- [WHAT YOU SHOULD DO]:
Every line below should be set down exactly as it appears.

- [SUPPLIED DATA]:
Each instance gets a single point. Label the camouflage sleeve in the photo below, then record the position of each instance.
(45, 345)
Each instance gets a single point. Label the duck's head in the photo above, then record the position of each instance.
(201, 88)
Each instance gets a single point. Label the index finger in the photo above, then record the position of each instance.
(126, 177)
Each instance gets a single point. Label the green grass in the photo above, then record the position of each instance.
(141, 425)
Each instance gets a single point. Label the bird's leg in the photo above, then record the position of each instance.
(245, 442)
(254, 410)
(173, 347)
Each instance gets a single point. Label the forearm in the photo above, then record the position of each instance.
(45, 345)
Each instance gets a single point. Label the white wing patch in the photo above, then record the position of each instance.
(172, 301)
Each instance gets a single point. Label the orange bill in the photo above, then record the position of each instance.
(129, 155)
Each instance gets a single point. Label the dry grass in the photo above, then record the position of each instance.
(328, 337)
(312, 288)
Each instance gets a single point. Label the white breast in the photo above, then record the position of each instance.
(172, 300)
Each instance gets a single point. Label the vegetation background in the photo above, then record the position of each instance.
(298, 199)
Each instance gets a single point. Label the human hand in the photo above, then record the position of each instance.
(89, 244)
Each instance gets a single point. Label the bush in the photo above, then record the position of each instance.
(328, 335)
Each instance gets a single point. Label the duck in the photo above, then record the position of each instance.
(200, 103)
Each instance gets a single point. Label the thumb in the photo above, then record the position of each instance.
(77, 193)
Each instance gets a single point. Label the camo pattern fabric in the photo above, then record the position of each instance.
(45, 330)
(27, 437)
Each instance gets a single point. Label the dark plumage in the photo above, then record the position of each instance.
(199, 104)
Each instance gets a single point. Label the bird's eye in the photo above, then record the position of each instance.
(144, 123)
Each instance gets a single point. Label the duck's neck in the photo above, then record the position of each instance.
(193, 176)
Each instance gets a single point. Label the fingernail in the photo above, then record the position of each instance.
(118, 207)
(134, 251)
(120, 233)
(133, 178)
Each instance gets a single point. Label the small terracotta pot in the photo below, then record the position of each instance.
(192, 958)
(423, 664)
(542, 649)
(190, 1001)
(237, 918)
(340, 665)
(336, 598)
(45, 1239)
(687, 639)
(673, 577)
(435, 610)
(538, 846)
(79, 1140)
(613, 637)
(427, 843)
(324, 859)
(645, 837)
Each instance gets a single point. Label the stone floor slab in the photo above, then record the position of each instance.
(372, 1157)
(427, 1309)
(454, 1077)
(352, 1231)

- [EXERCISE ANSWER]:
Each instance gets a single point. Label the camouflage sleeve in the photo below, then record the position of each instance.
(45, 345)
Each instance gets a single point. Label the duck's head in the photo above, then record the position of each instance.
(201, 88)
Each instance gets a single point. Label the index finger in the photo above, then record the position of each instance.
(126, 177)
Each instance gets a single point. Label the green grass in the photo above, then record the position of each instance.
(141, 425)
Each instance gets a single point. Label the bird's leg in the photo above, then record the position of each instance.
(245, 442)
(254, 410)
(173, 347)
Each instance gets a single point. Label the forearm in the photo above, then record the position of each instance.
(45, 345)
Each instance gets a single point. Label the white wing patch in the photo above, then record the position of each instance.
(172, 301)
Each instance gets a single point. Label the orange bill in the photo above, then record the position of each instance.
(129, 155)
Each instance gets a single point. Label the dry grass in the photo above, then record the position of each instance.
(328, 337)
(312, 288)
Each instance gets a single point. Label the white breast in the photo above, then record the position of each instance.
(172, 300)
Each instance gets a single point. Label the vegetation background in the photo above, then record the position of each instance.
(298, 199)
Each instance gets a single point. Label the human hand in the photo above, then record the position of each instance.
(89, 244)
Each instance gets a single point. Label the bush in the photo above, then record the position of each instance.
(328, 335)
Each instance gets a single point. Label the duck in the photo above, then record the position of each instance.
(200, 103)
Each instance gets a single point. Label the thumb in the photo above, then record the position of each instance.
(77, 193)
Each instance gets a single point. Label the camo pattern fabric in the photo above, then record the position of each instance.
(45, 330)
(27, 437)
Each instance gets a single point. Label the dark plumage in the photo above, then record the position of each instance.
(199, 104)
Each instance gets a single point. Label the bird's eye in the photo above, then record the position of each instance.
(144, 123)
Each instance gets a single point. Label the duck's neck in the photo above, then record the position of each instance.
(193, 176)
Each instance gets a single point. Label the fingernail in the photo above, then record the position of each instance.
(118, 207)
(134, 251)
(120, 233)
(133, 178)
Each instance gets a single point. Label the small terracotta pot in the photo below, then record the position of each instance.
(192, 958)
(423, 664)
(542, 649)
(190, 1001)
(237, 918)
(340, 665)
(336, 598)
(45, 1239)
(687, 639)
(673, 577)
(435, 610)
(538, 846)
(79, 1140)
(613, 637)
(427, 843)
(324, 859)
(645, 837)
Each instance gets a single point. Label the stone floor slab in the photo above, then record the position of each instance.
(372, 1157)
(427, 1309)
(454, 1077)
(352, 1231)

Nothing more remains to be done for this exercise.